[Opening Source document section]
Without additional information, the model is unable to answer the question correctly. **Vector in fact awarded 109 AI scholarships in 2022.** Fortunately, we do have that information available in Vector's 2021-22 Annual Report, which is available in AWS S3 bucket. Let's see how we can use RAG to augment our question with a document search (stored in S3) and get the correct answer.

## Ingestion: Retrieve and store the documents from an Amazon S3 bucket

We've added Vector's 2021-22 Annual Report pdf in an Amazon S3 bucket:

![aws-s3-snapshot.png](attachment:f887d02f-e6f7-494a-877c-4438a9f355b0.png)

#### Load these documents using S3Reader

Fortunately, there is a simple S3 utility available via [LlamaHub](https://www.llamahub.ai/), a registry of open-source data connectors that you can easily plug into any LlamaIndex application.
[Closing Source document section]
[Opening Material supplied section]
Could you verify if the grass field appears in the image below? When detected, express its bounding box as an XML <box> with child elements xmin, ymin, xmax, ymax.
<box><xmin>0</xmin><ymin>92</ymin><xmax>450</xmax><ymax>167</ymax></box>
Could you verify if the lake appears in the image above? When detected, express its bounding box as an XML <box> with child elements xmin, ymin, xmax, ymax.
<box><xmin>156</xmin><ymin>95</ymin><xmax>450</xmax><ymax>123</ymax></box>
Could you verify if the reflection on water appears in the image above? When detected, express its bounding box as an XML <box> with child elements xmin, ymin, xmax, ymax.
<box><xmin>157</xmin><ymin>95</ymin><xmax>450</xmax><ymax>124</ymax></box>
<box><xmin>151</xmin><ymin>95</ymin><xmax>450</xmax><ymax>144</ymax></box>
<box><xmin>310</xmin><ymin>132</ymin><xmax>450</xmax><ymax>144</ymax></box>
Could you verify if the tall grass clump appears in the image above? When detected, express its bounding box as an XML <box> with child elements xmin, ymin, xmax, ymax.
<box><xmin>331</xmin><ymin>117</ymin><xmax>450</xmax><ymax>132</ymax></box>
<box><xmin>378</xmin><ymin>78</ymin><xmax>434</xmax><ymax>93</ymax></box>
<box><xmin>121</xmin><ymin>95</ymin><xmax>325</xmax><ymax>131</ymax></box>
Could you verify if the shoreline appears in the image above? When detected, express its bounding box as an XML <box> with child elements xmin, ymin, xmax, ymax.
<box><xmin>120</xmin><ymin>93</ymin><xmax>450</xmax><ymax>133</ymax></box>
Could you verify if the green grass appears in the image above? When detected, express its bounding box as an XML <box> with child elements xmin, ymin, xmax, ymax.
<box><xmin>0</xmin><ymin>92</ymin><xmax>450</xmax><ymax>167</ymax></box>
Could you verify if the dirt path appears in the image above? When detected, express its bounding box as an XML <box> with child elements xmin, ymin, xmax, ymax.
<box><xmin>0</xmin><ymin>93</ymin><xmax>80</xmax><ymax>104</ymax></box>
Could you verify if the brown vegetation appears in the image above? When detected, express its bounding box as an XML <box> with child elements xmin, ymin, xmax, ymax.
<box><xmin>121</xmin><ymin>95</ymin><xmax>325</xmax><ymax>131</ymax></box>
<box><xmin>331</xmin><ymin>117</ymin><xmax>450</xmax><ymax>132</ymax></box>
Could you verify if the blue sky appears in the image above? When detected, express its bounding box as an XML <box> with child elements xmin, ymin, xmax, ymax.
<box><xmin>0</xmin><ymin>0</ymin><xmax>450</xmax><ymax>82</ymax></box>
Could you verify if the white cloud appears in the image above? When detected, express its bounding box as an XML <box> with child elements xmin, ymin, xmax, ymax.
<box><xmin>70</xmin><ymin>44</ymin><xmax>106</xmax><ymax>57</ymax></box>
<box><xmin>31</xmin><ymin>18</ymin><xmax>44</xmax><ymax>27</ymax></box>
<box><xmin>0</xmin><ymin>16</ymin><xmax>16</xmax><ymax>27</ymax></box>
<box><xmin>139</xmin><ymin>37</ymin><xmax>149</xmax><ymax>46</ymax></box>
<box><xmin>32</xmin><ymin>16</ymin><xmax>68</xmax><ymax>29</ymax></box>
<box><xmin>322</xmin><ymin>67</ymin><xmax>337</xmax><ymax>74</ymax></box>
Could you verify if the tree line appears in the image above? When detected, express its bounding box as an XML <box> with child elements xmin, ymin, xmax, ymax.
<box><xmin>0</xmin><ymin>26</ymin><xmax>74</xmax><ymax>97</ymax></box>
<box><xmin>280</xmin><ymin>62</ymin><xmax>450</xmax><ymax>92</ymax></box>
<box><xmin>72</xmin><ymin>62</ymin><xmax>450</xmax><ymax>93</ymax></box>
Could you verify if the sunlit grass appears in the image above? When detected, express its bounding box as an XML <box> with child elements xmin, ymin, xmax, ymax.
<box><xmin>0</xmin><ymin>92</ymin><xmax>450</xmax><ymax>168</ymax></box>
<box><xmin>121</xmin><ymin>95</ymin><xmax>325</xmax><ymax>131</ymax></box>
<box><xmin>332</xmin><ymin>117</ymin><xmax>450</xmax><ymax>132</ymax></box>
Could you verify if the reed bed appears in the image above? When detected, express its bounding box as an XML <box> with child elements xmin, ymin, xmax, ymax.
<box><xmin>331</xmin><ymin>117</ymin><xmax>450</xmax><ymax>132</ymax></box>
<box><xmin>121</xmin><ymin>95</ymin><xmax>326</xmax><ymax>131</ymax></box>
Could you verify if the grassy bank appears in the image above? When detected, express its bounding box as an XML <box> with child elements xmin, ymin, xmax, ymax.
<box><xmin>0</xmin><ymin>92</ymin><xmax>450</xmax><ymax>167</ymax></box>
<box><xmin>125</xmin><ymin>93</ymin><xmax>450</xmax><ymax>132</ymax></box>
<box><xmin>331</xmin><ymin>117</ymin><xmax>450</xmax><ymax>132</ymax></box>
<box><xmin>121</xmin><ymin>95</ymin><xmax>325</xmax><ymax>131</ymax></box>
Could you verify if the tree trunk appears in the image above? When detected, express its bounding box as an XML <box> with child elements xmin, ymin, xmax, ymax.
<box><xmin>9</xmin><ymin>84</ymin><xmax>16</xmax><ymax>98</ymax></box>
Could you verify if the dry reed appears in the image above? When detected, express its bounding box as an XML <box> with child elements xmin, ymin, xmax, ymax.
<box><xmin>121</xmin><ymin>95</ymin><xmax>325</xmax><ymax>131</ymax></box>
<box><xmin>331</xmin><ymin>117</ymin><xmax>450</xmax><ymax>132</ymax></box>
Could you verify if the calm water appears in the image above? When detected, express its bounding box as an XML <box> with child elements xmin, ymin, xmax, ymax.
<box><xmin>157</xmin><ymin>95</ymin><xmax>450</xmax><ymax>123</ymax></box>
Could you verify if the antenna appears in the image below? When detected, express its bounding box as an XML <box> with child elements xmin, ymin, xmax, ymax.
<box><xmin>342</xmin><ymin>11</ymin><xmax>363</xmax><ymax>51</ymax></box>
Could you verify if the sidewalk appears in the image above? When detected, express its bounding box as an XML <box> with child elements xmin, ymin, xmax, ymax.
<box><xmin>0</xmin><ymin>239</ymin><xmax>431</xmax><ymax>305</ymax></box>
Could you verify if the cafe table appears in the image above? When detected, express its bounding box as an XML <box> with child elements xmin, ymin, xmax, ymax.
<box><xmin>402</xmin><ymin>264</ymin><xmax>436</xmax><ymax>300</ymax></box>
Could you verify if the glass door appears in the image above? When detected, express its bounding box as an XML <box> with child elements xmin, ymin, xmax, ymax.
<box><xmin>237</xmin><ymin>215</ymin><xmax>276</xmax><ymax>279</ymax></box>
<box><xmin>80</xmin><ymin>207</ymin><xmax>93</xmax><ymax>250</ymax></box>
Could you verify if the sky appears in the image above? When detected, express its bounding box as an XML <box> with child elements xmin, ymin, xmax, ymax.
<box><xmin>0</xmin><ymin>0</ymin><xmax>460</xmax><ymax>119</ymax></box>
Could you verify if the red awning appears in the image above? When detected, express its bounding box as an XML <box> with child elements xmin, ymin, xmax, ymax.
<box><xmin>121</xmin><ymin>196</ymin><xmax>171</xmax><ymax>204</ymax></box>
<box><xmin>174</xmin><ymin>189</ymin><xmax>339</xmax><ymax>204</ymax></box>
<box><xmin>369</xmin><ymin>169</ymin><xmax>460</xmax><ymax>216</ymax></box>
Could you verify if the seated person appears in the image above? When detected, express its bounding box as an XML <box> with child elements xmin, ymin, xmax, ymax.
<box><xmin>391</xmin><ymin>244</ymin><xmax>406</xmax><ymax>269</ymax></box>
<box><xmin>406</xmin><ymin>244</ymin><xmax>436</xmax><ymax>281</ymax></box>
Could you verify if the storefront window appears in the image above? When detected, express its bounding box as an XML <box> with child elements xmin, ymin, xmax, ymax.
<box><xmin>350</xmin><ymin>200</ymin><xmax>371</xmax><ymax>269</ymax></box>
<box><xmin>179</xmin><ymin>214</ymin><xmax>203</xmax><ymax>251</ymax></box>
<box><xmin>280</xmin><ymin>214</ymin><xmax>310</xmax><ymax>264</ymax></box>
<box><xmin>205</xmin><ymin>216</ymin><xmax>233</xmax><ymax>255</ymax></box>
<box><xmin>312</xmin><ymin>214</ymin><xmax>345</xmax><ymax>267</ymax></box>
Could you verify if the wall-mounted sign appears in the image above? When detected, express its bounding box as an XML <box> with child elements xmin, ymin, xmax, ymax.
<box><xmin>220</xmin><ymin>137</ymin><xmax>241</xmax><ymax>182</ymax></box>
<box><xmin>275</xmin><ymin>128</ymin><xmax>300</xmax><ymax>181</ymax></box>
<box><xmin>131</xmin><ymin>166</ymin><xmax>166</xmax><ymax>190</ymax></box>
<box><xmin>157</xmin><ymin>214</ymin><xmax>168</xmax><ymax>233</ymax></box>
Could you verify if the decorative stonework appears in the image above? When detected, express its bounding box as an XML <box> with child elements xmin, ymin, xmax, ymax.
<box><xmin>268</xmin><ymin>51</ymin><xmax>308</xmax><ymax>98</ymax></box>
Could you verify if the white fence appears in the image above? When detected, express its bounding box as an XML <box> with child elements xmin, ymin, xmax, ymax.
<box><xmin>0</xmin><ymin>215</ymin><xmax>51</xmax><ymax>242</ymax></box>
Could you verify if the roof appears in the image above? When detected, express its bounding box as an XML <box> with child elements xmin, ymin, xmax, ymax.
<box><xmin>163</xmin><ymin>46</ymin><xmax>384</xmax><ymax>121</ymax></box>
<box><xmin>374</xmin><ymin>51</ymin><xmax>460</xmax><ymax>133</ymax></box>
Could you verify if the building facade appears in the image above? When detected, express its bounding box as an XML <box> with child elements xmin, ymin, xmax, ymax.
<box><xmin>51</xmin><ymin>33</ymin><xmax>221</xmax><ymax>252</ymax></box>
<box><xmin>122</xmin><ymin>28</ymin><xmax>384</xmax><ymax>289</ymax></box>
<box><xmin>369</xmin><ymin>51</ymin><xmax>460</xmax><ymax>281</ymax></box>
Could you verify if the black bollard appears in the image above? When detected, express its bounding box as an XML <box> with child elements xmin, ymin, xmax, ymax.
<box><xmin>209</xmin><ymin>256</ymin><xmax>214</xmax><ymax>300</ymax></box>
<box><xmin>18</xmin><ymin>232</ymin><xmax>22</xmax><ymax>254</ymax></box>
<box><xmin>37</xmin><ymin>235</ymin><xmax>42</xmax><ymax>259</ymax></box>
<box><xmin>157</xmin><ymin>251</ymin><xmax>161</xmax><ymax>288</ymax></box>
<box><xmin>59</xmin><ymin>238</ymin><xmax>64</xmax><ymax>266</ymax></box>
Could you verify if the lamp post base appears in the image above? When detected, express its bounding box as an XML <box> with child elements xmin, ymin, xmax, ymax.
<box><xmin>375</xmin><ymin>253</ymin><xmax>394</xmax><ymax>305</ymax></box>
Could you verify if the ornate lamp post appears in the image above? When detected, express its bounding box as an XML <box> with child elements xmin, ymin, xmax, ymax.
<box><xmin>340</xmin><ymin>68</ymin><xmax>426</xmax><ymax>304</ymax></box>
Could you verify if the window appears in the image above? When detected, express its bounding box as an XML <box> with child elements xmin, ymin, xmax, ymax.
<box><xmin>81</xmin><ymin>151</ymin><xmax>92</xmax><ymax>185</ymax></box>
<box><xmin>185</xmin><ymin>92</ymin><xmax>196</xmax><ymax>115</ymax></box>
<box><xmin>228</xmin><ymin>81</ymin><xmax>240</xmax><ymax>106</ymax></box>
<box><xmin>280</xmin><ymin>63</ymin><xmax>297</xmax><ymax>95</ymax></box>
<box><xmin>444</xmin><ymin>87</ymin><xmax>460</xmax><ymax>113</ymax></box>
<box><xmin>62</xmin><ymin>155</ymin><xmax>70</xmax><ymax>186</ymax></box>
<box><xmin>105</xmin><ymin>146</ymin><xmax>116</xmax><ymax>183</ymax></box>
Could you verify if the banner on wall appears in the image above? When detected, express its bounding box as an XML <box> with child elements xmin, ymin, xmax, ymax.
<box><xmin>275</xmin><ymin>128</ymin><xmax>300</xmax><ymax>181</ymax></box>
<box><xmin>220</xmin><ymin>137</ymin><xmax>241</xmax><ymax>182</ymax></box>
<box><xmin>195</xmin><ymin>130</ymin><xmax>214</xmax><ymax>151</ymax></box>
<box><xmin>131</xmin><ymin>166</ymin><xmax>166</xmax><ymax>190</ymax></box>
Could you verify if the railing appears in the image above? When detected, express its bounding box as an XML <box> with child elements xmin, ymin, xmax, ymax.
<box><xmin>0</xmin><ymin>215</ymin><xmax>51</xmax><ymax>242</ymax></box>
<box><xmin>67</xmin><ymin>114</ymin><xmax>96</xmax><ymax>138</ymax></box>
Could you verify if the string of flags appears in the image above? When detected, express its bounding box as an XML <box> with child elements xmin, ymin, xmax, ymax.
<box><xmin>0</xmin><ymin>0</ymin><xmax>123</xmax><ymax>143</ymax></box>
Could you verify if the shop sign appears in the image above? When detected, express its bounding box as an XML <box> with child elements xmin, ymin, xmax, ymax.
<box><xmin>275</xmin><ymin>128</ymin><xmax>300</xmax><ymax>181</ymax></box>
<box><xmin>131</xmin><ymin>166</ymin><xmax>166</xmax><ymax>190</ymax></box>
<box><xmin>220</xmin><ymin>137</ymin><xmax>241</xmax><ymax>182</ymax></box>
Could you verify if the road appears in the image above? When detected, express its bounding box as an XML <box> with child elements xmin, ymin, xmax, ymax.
[Closing Material supplied section]
● Aim of the exercise
Answer these questions from the RAG walkthrough, one per line:
(a) How many AI scholarships did Vector award in 2022?
(b) Where is Vector's 2021-22 Annual Report stored?
(c) How does the text describe LlamaHub?
None of the records matter for this.

● Answer for this exercise
(a) 109.
(b) In an Amazon S3 bucket.
(c) As a registry of open-source data connectors that you can easily plug into any LlamaIndex application.